EXERCICES
1) Relevez toutes les personnes désignées par leur nom dans l'article.
2) Recopiez fidèlement le passage de l'article qui va de « Par Olivier Merlet » à « Facebook de l'ambassade. ».

Anne Genetet (à droite sur a photo) a participé à un diner-débat organisé par l'Ambassade d'Azerbaïdjan en France et l'Association d'amitié Azerbaïdjan… le 9 novembre dernier. Elle comptait se rendre en Arménie ce dimanche 14 novembre.
Par Olivier Merlet
9 novembre 2021 - 23 heures - tandis qu'Erevan ferme les yeux sur sa douleur et le souvenir de la journée tragique de l'an passé, à Paris, dans les salons du Cercle de l’Union interalliée a deux pas de l'Élysée, une dizaine de parlementaires et des responsables d’entreprises français répondent à l'invitation à diner de l'Ambassade d'Azerbaïdjan en France et de l'Association d'amitié Azerbaïdjan. « Un dîner-débat consacré au 1er anniversaire de la libération du Karabakh sur le thème :" Le Karabakh à l’heure de la paix : espoir et défis. Quel rôle pour la France ?" #VictoryDay, #QarabağAzərbaycandır » peut-on lire sur la page Facebook de l'ambassade.
Étrange coïncidence de dates d'un débat consacré à la paix et de la célébration d'une victoire militaire dont les coups de feu meurtriers claquent encore tous les jours du côté de Shushi ou de Stepanakert. Surprenante "étourderie" d'une personnalité avisée et concernée, élue de de la République française qui n'en fait même pas le rapprochement : assise à la gauche de Rahman Mustafayev, l'ambassadeur d'Azerbaïdjan en France, Anne Genetet est députée des Français d'Asie-Océanie-Europe orientale, députée des français du Caucase, de Géorgie, d'Azerbaïdjan et d'Arménie.

Enregistrements du jeu de données sur l'emplacement d'objets
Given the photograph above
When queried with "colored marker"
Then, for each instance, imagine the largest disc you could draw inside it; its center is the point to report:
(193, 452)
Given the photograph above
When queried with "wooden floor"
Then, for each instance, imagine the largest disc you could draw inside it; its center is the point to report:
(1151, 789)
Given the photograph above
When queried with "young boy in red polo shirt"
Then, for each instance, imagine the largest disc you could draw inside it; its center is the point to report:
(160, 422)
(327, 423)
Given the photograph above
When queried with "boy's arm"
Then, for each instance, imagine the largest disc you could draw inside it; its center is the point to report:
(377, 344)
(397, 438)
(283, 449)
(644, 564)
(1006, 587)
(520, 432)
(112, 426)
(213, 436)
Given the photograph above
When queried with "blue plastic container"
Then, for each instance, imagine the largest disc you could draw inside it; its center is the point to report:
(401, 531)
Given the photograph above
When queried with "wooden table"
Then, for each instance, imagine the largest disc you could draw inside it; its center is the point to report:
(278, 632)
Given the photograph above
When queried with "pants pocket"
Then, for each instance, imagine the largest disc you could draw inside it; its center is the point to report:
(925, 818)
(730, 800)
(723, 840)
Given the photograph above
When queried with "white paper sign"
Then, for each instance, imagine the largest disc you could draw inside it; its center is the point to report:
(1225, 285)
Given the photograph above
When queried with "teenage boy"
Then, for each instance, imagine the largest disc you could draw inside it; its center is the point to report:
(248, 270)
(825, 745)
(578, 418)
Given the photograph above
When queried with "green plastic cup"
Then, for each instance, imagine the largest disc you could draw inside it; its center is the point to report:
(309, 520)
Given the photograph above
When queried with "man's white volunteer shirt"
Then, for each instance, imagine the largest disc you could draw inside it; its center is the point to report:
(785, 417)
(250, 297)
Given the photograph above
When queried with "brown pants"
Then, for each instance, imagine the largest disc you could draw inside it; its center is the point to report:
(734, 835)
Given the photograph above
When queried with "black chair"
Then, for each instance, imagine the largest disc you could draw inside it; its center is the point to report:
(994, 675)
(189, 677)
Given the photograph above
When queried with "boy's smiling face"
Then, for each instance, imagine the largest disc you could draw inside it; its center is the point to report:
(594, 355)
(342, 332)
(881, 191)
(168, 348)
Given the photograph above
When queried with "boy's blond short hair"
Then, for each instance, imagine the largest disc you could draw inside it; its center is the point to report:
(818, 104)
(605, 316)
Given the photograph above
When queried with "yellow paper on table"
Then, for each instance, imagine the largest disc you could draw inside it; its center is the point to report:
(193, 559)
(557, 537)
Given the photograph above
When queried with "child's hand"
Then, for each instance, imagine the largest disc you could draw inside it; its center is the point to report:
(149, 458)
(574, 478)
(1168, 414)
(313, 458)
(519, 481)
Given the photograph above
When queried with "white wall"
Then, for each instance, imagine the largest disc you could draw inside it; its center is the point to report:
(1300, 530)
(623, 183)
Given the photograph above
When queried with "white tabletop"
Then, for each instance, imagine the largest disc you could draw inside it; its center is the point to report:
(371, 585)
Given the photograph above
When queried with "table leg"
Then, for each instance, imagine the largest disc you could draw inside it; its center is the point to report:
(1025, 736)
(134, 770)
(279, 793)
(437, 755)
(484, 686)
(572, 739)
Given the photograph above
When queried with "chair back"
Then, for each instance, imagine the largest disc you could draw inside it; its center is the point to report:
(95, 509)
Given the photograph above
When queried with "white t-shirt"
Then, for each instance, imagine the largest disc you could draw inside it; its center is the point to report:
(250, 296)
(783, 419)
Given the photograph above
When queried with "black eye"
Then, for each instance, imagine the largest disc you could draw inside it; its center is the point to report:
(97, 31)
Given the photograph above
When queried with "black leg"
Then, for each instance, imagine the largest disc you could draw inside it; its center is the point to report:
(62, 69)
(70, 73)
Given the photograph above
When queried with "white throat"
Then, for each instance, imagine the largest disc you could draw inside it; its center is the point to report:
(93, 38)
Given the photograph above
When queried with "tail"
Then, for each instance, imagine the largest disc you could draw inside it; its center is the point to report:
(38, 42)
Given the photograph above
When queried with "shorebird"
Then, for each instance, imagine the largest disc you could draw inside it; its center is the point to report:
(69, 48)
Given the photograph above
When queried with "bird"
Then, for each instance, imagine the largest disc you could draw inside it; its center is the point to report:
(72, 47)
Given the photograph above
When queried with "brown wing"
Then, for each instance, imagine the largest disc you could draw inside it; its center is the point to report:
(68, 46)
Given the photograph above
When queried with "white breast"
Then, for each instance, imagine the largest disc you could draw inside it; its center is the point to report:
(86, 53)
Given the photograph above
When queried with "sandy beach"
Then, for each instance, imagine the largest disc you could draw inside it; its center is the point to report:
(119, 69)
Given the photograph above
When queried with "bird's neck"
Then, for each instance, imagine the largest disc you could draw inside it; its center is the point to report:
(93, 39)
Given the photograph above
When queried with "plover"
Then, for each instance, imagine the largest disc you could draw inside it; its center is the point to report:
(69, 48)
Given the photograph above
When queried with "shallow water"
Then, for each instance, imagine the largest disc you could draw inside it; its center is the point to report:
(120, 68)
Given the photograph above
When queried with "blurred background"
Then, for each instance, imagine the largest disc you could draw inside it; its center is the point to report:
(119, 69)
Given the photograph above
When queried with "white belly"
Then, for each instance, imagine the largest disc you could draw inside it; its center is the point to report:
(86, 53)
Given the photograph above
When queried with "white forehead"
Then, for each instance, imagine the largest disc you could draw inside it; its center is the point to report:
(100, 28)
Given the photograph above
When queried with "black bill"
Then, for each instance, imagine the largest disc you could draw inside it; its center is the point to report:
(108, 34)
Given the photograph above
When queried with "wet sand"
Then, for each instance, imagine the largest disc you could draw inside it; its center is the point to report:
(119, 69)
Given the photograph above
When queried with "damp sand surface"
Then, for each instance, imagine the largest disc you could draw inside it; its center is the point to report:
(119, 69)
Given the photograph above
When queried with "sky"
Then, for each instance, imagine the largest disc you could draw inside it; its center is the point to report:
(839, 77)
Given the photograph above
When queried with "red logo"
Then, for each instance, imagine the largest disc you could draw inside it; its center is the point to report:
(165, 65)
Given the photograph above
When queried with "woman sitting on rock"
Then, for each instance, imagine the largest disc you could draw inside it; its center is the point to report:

CORRIGÉS
1) Anne Genetet, Olivier Merlet, Rahman Mustafayev

2)
Par Olivier Merlet
9 novembre 2021 - 23 heures - tandis qu'Erevan ferme les yeux sur sa douleur et le souvenir de la journée tragique de l'an passé, à Paris, dans les salons du Cercle de l’Union interalliée a deux pas de l'Élysée, une dizaine de parlementaires et des responsables d’entreprises français répondent à l'invitation à diner de l'Ambassade d'Azerbaïdjan en France et de l'Association d'amitié Azerbaïdjan. « Un dîner-débat consacré au 1er anniversaire de la libération du Karabakh sur le thème :" Le Karabakh à l’heure de la paix : espoir et défis. Quel rôle pour la France ?" #VictoryDay, #QarabağAzərbaycandır » peut-on lire sur la page Facebook de l'ambassade.